#### [Input material]
--------------------------------
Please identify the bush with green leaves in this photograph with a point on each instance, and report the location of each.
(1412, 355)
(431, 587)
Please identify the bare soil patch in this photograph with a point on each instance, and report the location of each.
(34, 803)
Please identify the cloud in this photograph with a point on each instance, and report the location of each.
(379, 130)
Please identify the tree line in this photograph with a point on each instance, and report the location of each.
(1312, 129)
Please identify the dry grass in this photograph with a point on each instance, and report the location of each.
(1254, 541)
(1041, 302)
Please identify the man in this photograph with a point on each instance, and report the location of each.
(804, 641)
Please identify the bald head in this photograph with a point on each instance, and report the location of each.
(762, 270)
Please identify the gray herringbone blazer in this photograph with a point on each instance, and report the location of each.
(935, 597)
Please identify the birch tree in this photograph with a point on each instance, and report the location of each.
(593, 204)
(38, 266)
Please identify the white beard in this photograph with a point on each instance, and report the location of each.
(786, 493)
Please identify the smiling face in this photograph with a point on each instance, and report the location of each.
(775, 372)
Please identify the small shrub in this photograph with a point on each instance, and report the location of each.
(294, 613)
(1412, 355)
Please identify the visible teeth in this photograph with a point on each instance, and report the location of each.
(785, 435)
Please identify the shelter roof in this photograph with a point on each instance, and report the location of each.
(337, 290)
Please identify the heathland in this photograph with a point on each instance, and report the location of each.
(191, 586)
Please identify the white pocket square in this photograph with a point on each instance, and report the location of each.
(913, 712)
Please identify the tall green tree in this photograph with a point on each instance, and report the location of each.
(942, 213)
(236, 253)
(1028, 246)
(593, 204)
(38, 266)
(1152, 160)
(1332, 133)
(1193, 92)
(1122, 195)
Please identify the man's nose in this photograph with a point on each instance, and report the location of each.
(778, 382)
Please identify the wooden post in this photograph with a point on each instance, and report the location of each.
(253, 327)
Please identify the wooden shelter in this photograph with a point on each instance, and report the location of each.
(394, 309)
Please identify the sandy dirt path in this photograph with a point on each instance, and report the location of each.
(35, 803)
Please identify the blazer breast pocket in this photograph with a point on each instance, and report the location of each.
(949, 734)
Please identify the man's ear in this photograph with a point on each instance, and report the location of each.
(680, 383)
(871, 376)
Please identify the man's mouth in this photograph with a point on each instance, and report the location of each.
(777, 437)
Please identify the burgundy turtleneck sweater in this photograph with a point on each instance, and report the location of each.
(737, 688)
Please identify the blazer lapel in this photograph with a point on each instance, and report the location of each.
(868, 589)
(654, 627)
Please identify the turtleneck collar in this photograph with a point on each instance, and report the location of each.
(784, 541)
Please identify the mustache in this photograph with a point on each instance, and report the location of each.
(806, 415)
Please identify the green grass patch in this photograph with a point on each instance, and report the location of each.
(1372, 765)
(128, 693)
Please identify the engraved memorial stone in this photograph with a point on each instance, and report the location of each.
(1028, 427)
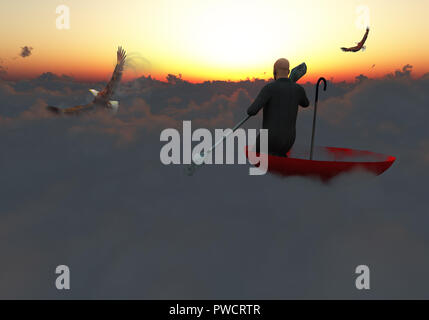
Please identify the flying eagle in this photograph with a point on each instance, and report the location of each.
(359, 46)
(102, 98)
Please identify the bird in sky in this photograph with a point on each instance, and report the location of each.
(359, 46)
(102, 98)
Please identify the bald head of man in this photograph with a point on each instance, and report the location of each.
(281, 69)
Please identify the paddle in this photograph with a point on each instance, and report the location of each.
(315, 113)
(297, 73)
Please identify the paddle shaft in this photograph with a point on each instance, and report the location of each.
(315, 113)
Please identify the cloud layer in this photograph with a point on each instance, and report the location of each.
(91, 193)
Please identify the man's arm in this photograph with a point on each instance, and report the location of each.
(260, 101)
(303, 100)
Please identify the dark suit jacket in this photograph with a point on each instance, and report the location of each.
(280, 100)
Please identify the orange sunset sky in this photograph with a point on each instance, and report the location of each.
(214, 40)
--------------------------------
#### [Goal of the exercise]
Please recast the stretch of entries above, from the line containing "Please identify the orange" through the end of the entries, as a Markdown table with the columns Row and Line, numbering each row and leaving out blank lines.

#### [Complete output]
| Row | Line |
|---|---|
| 1 | Please identify the orange sunset sky in this photograph with a point on each instance, and report the location of each. |
| 2 | (214, 40) |